Records to use ::
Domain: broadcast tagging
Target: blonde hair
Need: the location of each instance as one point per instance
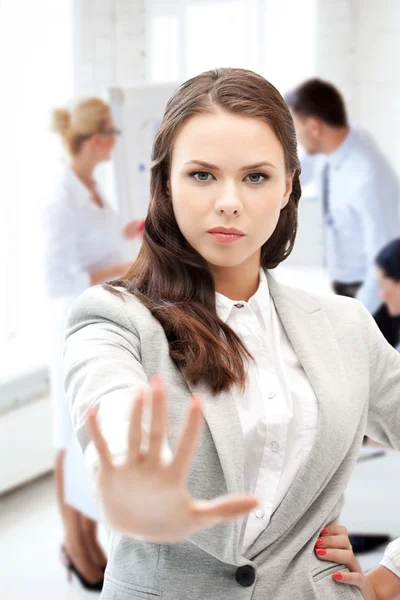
(88, 117)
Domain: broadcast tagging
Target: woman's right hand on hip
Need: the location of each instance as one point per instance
(147, 499)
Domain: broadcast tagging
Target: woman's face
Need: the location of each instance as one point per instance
(228, 171)
(389, 292)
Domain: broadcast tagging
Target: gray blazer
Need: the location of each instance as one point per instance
(112, 345)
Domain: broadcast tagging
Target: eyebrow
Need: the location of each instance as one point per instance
(215, 168)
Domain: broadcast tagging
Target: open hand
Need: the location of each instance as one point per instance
(335, 546)
(147, 499)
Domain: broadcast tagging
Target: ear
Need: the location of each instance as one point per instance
(288, 189)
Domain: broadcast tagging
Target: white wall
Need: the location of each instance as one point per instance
(357, 48)
(109, 43)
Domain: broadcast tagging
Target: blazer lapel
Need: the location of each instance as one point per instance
(314, 342)
(222, 419)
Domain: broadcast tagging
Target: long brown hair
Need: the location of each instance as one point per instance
(169, 277)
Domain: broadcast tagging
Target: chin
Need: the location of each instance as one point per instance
(229, 261)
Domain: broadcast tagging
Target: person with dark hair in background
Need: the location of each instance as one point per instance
(388, 275)
(361, 205)
(288, 381)
(360, 193)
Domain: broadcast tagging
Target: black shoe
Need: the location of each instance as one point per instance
(367, 542)
(95, 587)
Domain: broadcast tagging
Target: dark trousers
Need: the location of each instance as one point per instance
(389, 326)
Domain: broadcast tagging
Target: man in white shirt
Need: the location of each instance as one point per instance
(359, 189)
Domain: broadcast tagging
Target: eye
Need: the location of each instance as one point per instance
(200, 176)
(257, 177)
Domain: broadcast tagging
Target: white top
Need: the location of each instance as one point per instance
(391, 559)
(80, 237)
(278, 411)
(364, 203)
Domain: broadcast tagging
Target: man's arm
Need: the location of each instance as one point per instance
(378, 212)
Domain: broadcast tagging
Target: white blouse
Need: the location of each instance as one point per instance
(278, 411)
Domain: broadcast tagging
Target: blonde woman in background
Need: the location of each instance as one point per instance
(83, 247)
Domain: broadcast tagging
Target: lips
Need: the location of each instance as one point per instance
(226, 231)
(226, 235)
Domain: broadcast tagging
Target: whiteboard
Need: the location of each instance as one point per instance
(137, 111)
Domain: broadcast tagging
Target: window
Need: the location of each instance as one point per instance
(276, 39)
(36, 58)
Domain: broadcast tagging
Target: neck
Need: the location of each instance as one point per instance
(240, 282)
(84, 167)
(336, 137)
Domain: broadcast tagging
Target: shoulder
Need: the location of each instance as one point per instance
(99, 304)
(338, 308)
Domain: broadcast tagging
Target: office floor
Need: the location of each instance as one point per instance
(30, 530)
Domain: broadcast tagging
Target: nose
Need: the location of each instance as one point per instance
(229, 201)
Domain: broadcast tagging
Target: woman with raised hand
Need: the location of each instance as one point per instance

What is needed :: Take the records above and transcribe them exactly, dropping every picture.

Written reply ::
Domain: broadcast tagging
Target: blonde hair
Need: the location of each instance as one point per instance
(88, 117)
Domain: broadcast tagging
Target: woman's right hand on hip
Need: the location of each instance as one point per instance
(147, 499)
Domain: broadcast tagging
Target: woman's face
Need: the location of each instance as one point per instance
(228, 171)
(389, 292)
Domain: broadcast tagging
Target: gray blazer
Need: the location of each instance as one point per instance
(112, 345)
Domain: broadcast tagging
Target: eyebrow
Need: the location of each instance as one point per instance
(215, 168)
Domain: broadcast tagging
Target: open hand
Need: the location of each instance as one point per instance
(335, 546)
(147, 499)
Domain: broadcast tagging
Target: ear
Need: the location of each instance as one point per instance
(288, 189)
Domain: broadcast tagging
Target: white wall
Need: the location of each instance as one point per instance
(357, 48)
(109, 43)
Domain: broadcast tagging
Target: blazer lapel
Need: the location of each instance as one point per instance
(314, 342)
(222, 419)
Domain: broadcast tagging
Target: long brown hair
Need: the location of each instance as one point per instance
(169, 277)
Domain: broadcast tagging
Target: chin
Need: the location of each instance as one point per instance
(229, 261)
Domain: broadcast tagging
Target: person with dark hair in background
Need: the location of each instance as one point per instance
(388, 275)
(361, 205)
(288, 381)
(360, 193)
Domain: broadcast tagging
Target: black shoe
Need: the location of each instance as one point per instance
(367, 542)
(95, 587)
Domain: broadcast tagging
Target: dark trousers
Need: the location of each instance as one point per instance
(389, 326)
Domain: broadcast tagging
Target: man in white shirt
Need: the location of each instance as one point per instance
(359, 189)
Domain: broadcast tagging
Target: eye
Need: the location of each instance as one point per instance
(200, 176)
(257, 177)
Domain: broadcast tagging
Target: white top
Need: the location of each instance as one point per instance
(391, 559)
(80, 237)
(278, 411)
(364, 203)
Domain: broadcast tagging
Target: man's arm
Need: the location of each instance as one point per instance
(378, 212)
Domain: broadcast tagging
Target: white blouse
Need: the location of each instance as one point per instance
(278, 411)
Domain: broadcast tagging
Target: blonde woman in background
Need: the location of each instance as one point per instance
(83, 247)
Domain: broadcast tagging
Target: lips
Need: the location of each instance as one point per instance
(226, 231)
(226, 235)
Domain: broadcast tagging
Target: whiteboard
Need: the location of each instance as one point per instance
(137, 111)
Domain: broadcast tagging
Target: window
Need: the location of each instance as one point per instance
(276, 39)
(36, 58)
Domain: broadcast tagging
Target: neck
Need: the location of each instance as one point per instance
(240, 282)
(84, 167)
(336, 137)
Domain: broadcast tagging
Target: shoulder
Need: the location of each instance as one point per instance
(99, 304)
(338, 308)
Domain: broadcast tagging
Target: office floor
Need: the location of each instance as one point per instance
(30, 530)
Domain: broadcast tagging
Target: nose
Need: the location of each instance as one point per instance
(229, 201)
Domain: broadcast tagging
Target: woman with raised hand
Need: the location of each instance as one point per instance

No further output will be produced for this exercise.